··· Records for the task

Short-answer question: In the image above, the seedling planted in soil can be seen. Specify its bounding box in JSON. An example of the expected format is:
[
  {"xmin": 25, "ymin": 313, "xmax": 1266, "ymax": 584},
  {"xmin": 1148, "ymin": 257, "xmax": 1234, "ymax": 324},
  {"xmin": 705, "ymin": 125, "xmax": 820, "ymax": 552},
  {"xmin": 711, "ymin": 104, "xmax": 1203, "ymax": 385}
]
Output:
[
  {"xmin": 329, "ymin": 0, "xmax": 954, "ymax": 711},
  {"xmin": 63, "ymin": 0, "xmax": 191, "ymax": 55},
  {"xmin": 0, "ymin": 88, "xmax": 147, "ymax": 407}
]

······

**Your instructions:** Gather each line of the entries above that contains the string "xmax", treating uppercase and lowercase as different.

**Exercise answer:**
  {"xmin": 25, "ymin": 313, "xmax": 1266, "ymax": 584},
  {"xmin": 1148, "ymin": 257, "xmax": 1234, "ymax": 324},
  {"xmin": 705, "ymin": 125, "xmax": 820, "ymax": 552},
  {"xmin": 711, "ymin": 104, "xmax": 1203, "ymax": 385}
  {"xmin": 329, "ymin": 0, "xmax": 954, "ymax": 711},
  {"xmin": 63, "ymin": 0, "xmax": 191, "ymax": 55},
  {"xmin": 0, "ymin": 88, "xmax": 147, "ymax": 407}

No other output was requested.